**Assignment:** Extend the piece below about the book Lost in Shangri La, picking up after its last sentence.

**Excerpt:**
=-=-=

During the World War II, General McArthur, prior to the Philippines invasion, established his headquarters in a strategic location within the wild mountains of Dutch New Guinea. Colonel Peter Prossen rewarded the soldiers for their integrity with air-sightseeing tours to an unmapped valley called Shangri La, which was known for its enigmatic beauty and was believed to be inhabited by spear-bearing natives.
May 13, 1945: On one such tour, a military transport plane consisting of 24 US military servicemen including 9 members of the Women's Army Corps crashed, killing several and leaving only 3 survivors - Margaret Hastings, John McCollom, and Kenneth Decker, who are left to find their way through the hostile environment that serves as shelter for a group of non-civilized natives, believed to be cannibals.
Dehydrated and self-nursing severe wounds with no source of nutrition, the three terribly injured Americans crawl their way through the stone age jungle, steering clear of the Japanese snipers camouflaged around the mountains, and hoping to encounter a rescue team. Lost in Shangri La: A True Story of Survival, Adventure, and the Most Incredible Rescue Mission of World War II is the stupefying yet enlightening story of the trio's escape through the black-ridden mountains, while the colonel is left with a previously untested rescue strategy to locate and bail the survivors out of the unwelcoming plateau.
Lost in Shangri La is certainly not a book that glorifies the US military. No, it's not. Its essence emanates the scent of patience, courage, and confrontation, while the real-life characters see beyond pain as they choke on what's forced into their throats - hostility; a test where the background of chaos seems to have come forefront, but it only seems. War, ever done? External, yes, certainly. But that is only the background. There exists a within and it only takes a little cogitation to realize that it supersedes the outer.

=-=-=

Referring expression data
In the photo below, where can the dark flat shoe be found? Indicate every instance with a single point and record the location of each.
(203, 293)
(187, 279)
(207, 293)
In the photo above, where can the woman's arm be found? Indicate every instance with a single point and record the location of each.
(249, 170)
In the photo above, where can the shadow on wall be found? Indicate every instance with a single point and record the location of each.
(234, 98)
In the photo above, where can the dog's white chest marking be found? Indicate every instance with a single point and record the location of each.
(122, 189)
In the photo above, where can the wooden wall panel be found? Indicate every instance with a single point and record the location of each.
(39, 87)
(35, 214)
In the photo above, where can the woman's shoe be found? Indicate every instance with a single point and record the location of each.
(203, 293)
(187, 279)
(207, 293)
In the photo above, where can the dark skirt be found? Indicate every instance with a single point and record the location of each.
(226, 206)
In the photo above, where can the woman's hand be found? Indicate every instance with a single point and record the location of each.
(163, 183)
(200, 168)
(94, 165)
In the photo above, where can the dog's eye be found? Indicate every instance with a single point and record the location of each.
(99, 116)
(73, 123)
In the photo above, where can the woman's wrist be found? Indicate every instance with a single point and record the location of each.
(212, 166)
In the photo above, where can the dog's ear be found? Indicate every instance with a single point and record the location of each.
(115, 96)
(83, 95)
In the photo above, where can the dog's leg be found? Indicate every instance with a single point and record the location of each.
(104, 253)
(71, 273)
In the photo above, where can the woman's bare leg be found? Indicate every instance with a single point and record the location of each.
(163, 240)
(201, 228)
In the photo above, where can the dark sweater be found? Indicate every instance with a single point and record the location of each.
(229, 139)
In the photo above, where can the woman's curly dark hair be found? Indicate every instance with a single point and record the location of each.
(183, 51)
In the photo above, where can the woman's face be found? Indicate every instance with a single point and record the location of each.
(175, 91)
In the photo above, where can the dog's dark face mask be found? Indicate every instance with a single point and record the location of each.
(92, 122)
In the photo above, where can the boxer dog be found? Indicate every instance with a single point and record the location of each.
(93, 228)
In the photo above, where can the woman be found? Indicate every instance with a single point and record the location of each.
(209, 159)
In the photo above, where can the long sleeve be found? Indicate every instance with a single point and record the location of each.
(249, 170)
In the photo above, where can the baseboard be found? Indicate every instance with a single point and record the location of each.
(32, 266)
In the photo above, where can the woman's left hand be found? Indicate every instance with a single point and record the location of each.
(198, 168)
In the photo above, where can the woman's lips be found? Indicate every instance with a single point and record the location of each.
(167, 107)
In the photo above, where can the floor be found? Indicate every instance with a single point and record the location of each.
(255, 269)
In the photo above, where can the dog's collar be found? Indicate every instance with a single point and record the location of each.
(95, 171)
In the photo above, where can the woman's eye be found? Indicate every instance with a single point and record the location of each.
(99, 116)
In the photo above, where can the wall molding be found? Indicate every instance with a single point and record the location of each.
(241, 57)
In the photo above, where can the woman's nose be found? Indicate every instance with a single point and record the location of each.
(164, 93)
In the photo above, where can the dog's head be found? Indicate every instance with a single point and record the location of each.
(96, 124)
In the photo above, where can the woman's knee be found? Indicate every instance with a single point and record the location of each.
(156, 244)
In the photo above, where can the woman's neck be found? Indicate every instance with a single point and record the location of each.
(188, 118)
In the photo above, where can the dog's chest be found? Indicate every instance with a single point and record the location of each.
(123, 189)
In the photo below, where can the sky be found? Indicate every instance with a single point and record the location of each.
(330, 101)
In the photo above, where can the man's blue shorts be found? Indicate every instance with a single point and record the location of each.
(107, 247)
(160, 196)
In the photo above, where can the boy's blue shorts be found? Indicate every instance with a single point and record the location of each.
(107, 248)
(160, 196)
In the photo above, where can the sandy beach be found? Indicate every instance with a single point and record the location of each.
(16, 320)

=-=-=

**Expected answer:**
World War stories have been coming up well after the planet realized pacification, most of them speaking the war aspect of it while a select few depicting the soldiers' stability and determination. And here's one that speaks of man's ability to withstand the force of malevolence and dyspathy, while brightening his innate ability to unite. The author does not make a hero out of the 3 survivors, he presents to us their experience; the rescue team involving the medics, paratroopers, and other support personnel, not to mention the natives who in fact played a major role in their rescue.
Writing is delivering. Multi-award holder Mitchell Zuckoff puts forth the incident as real time experiences, instigating one to see beyond the tangible constraints during a hostile situation and seek the being that is acting the part. Mitchell, a professor of journalism at the Boston University, presents the scene unadulterated; the characters' vulnerability is exposed for all to see through. The narration is explicit; the master of investigative reporting has indeed served the true purpose of the happening several years ago - laying it out for the brotherhood to take in, to absorb or get absorbed.
Readers become spectators as they gain access to the portal that leads to the vantage point where eon meets eon.